> EXERCISE TASKS:
1) Name every attorney that the court opinion lists as counsel for either party.
2) How many lines of the listing contain the word "white"? Reply with the number alone.

> DOCUMENT TEXT:
— Begin —

Opinion
NOT TO BE PUBLISHED IN OFFICIAL REPORTS
APPEAL from the Superior Court of Riverside County. Frederick A. Mandabach, Judge. (Retired judge of the San Bernardino Super. Ct. assigned by the Chief Justice pursuant to art. VI, § 6 of the Cal. Const.) Super.Ct.No. SWF025048
Gideon Margolis, under appointment by the Court of Appeal, for Defendant and Appellant.
Edmund G. Brown, Jr., Attorney General, Gary W. Schons, Assistant Attorney General, Gil Gonzalez and Vincent P. LaPietra, Deputy Attorneys General, for Plaintiff and Respondent.
OPINION
RICHLI, J.
A jury found defendant and appellant James Charles Lawless guilty of failing to register as a sex offender having previously been convicted of committing a rape (Pen. Code, § 290, subd. (g)(2)) (count 1); failing to register as a sex offender within five days of changing his residence (§ 290, subd. (a)(1)) (count 2); and failing to inform a law enforcement agency where he previously registered as a sex offender of his change of address (§ 290, subd. (f)(1)) (count 3). In a bifurcated proceeding, defendant admitted that he had suffered five prior prison terms (§ 667.5, subd. (b)) and two prior serious and violent felony convictions (§§ 667, subds. (c) & (e)(2), 1170.12, subd. (c)(2)(A)). As a result, defendant was sentenced to an indeterminate term of 25 years to life as follows: 25 years to life on count 2 (the base term) and 25 years to life on counts 1 and 3, which were stayed pursuant to section 654; the court also stayed the prior prison term enhancements.

— End —

> SUPPLIED ENTRIES:
— Begin —

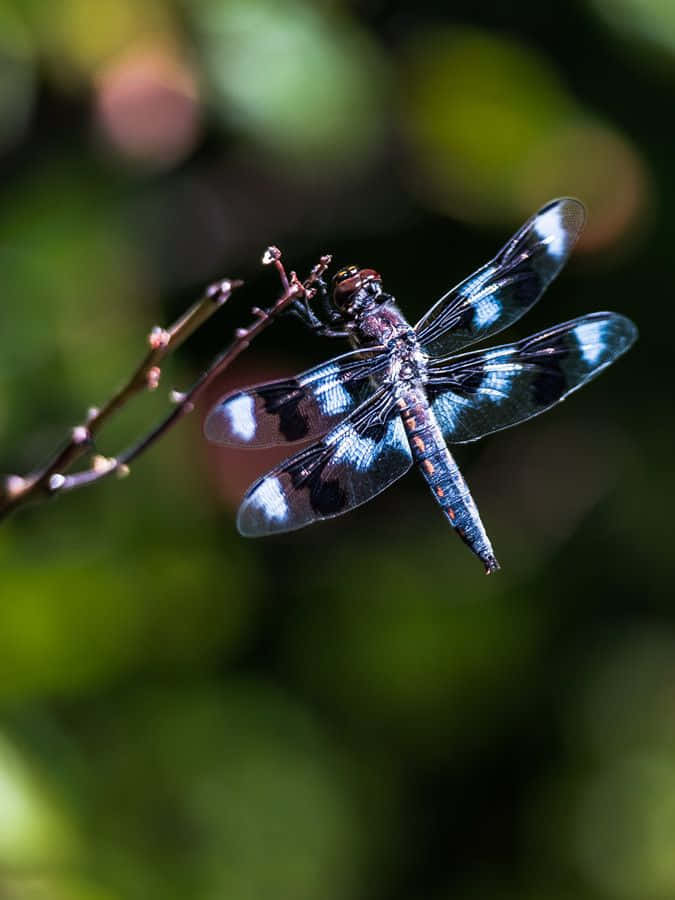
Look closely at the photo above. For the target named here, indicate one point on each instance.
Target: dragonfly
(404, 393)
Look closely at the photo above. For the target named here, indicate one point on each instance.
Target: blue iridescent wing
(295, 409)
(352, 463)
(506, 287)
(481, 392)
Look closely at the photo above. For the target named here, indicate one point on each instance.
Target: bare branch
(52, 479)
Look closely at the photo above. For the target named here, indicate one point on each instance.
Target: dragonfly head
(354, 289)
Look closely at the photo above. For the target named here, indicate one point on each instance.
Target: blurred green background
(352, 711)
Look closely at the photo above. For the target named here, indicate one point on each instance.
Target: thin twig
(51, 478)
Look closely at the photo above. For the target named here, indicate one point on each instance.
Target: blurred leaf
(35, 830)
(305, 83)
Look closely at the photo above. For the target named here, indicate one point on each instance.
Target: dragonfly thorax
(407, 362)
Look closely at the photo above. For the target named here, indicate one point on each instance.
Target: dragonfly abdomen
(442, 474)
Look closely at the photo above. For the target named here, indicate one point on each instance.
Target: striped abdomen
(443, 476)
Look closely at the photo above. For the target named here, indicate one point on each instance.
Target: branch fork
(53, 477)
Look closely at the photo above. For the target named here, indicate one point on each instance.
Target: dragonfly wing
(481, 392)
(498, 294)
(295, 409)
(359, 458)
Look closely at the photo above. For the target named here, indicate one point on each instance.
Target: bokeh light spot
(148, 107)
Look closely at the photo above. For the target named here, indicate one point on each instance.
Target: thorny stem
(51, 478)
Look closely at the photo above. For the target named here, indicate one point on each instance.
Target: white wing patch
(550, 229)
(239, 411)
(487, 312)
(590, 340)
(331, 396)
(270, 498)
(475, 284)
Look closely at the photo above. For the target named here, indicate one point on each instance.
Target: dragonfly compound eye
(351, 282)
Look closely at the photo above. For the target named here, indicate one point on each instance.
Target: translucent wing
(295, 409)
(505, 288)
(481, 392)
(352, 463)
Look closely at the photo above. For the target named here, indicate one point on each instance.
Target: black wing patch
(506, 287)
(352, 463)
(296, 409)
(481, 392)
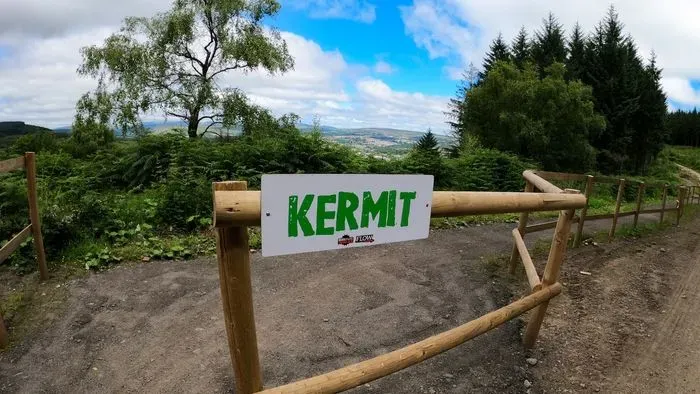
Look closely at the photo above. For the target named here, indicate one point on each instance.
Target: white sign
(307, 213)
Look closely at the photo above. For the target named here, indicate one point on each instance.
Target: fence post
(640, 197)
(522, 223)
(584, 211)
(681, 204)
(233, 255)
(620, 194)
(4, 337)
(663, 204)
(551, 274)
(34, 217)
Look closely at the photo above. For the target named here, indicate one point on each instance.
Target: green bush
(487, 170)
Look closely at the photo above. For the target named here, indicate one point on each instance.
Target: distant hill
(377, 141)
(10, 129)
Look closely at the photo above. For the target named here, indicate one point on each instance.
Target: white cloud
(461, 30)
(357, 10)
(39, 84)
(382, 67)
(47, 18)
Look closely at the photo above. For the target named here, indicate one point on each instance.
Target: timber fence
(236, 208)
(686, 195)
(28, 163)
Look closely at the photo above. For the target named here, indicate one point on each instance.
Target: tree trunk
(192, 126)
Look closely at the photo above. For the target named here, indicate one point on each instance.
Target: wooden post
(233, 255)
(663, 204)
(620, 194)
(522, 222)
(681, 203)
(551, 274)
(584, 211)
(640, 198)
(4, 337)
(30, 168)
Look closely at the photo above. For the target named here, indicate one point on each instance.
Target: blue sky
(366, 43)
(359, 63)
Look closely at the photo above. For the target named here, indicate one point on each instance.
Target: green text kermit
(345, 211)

— End —

> RESULTS:
1) Gideon Margolis; Edmund G. Brown, Jr.; Gary W. Schons; Gil Gonzalez; Vincent P. LaPietra

2) 3